◆ Document:
/---

3.1 Comparing with Quantum Circuit Diagrams
Quantum circuit diagrams are the de facto standard for representing quantum algorithms and operations, offering a visual syntax that is intuitive for physicists and quantum developers.
Table 1 presents the differences between the metamodeling approach and quantum circuit diagrams. The metamodeling approach operates at a higher level of abstraction, focusing on the conceptual relationships between quantum constructs such as states, gates, and operations. This abstraction enables software engineers to represent complex theoretical principles, like the no-cloning theorem, in a structured manner. In contrast, quantum circuit diagrams provide a lower-level, implementation-focused view that captures the sequential application of quantum gates on qubits. While effective for illustrating algorithms, they do not represent the underlying theoretical constraints (e.g., no-cloning theorem, unitarity of quantum operations) explicitly.

A key strength of the metamodeling approach is its support for explicitly specifying constraints, such as inner product preservation and unitarity, through Object Constraint Language (OCL) invariants. These formal semantics enable rigorous validation against quantum mechanical rules. Circuit diagrams, however, rely on implicit correctness, with constraint adherence being verified through simulation or domain expertise rather than formal specification.
The intended audiences for these approaches also differ. Metamodeling is primarily suited for software engineers, particularly those working within model-driven engineering environments, whereas quantum circuit diagrams are tailored for physicists and quantum algorithm developers. In terms of expressiveness, metamodels make use of associations, multiplicity, and inheritance to define complex relationships between quantum entities. Circuit diagrams, on the other hand, emphasize operational dependencies and time-ordered execution. Furthermore, the metamodeling approach integrates well with software engineering modeling tools, while circuit diagrams often exist in isolation from such tools.

\---

◆ Data excerpts:

/---

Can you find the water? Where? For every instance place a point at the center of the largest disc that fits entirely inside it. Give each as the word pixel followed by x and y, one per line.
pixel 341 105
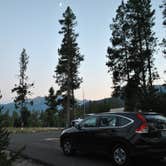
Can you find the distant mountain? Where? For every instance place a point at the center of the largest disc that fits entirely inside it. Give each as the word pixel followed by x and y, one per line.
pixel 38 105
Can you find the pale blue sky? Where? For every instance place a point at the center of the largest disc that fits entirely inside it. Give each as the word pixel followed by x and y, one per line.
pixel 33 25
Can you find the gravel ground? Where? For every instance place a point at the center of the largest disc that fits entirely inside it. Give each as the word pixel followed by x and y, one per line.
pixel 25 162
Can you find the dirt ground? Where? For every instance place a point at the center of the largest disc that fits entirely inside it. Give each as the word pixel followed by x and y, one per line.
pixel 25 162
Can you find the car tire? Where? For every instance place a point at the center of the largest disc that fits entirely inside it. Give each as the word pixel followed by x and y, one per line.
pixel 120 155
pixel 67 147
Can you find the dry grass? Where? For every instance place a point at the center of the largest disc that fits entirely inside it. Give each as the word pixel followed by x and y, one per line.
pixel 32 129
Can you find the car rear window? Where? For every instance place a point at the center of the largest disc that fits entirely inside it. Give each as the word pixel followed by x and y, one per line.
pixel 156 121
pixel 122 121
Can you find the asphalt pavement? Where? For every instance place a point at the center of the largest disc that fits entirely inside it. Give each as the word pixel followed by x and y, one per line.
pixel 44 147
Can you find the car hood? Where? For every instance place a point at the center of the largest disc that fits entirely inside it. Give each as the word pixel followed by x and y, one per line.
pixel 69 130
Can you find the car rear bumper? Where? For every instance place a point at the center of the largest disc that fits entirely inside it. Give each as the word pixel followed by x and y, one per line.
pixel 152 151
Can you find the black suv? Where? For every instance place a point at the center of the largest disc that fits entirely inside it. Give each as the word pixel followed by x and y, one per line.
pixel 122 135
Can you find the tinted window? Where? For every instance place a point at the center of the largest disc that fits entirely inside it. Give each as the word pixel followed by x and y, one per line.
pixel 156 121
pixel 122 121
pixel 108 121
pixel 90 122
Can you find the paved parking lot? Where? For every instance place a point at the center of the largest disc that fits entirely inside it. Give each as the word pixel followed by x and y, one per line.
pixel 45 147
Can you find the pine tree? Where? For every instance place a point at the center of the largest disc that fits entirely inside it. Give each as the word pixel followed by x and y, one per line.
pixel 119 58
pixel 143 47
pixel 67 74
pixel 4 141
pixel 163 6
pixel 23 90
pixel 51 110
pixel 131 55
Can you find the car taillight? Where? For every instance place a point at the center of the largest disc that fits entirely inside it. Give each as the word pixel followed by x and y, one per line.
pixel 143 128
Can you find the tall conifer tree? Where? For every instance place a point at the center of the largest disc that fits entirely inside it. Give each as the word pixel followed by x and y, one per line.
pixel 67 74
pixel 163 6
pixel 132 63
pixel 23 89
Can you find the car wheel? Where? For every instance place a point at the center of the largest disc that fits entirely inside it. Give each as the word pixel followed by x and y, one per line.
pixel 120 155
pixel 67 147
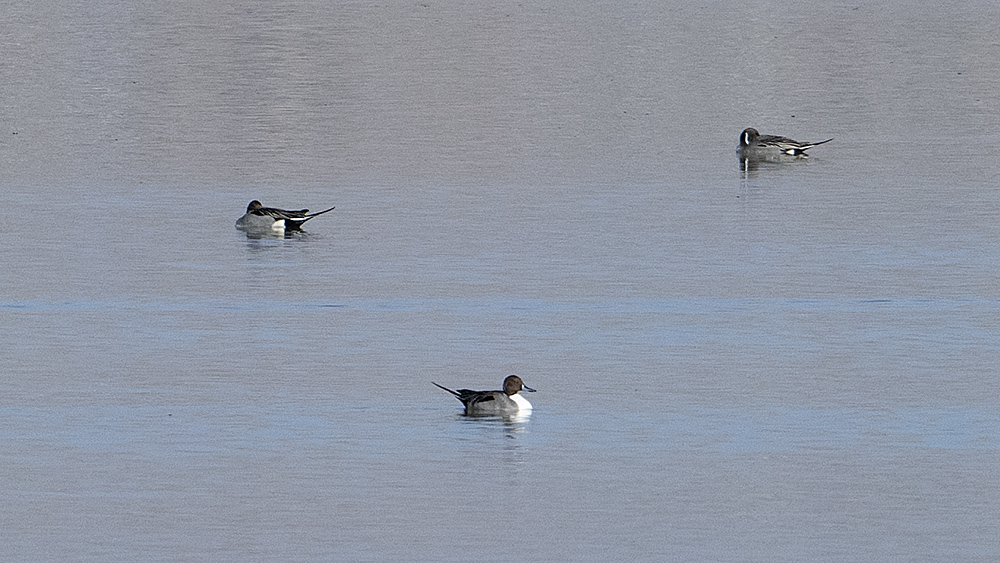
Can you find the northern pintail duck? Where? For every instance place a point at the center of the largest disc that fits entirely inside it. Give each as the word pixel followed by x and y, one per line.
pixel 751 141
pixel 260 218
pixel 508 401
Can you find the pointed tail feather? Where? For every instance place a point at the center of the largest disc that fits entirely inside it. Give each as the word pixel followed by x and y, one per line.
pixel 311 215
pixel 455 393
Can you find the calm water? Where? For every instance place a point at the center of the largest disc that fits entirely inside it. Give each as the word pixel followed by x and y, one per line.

\---

◆ Problems and tasks:
a. In the comparison of metamodeling and quantum circuit diagrams, restate the part that opens with the words containing "A key strength" and closes with "than formal specification.", putting "strict checking" in place of "rigorous validation".
b. Based on the comparison of metamodeling and quantum circuit diagrams, tell whether each statement agrees with it: (i) the metamodeling approach is mainly meant for physicists; (ii) circuit diagrams check that constraints are met through simulation or domain expertise; (iii) circuit diagrams fit well with software engineering modeling tools. Answer yes or no for each, quoting the words that decide it.

◆ Complete answers:
a.
A key strength of the metamodeling approach is its support for explicitly specifying constraints, such as inner product preservation and unitarity, through Object Constraint Language (OCL) invariants. These formal semantics enable strict checking against quantum mechanical rules. Circuit diagrams, however, rely on implicit correctness, with constraint adherence being verified through simulation or domain expertise rather than formal specification.

b.
(i) No: "Metamodeling is primarily suited for software engineers, particularly those working within model-driven engineering environments."
(ii) Yes: "with constraint adherence being verified through simulation or domain expertise rather than formal specification."
(iii) No: "while circuit diagrams often exist in isolation from such tools."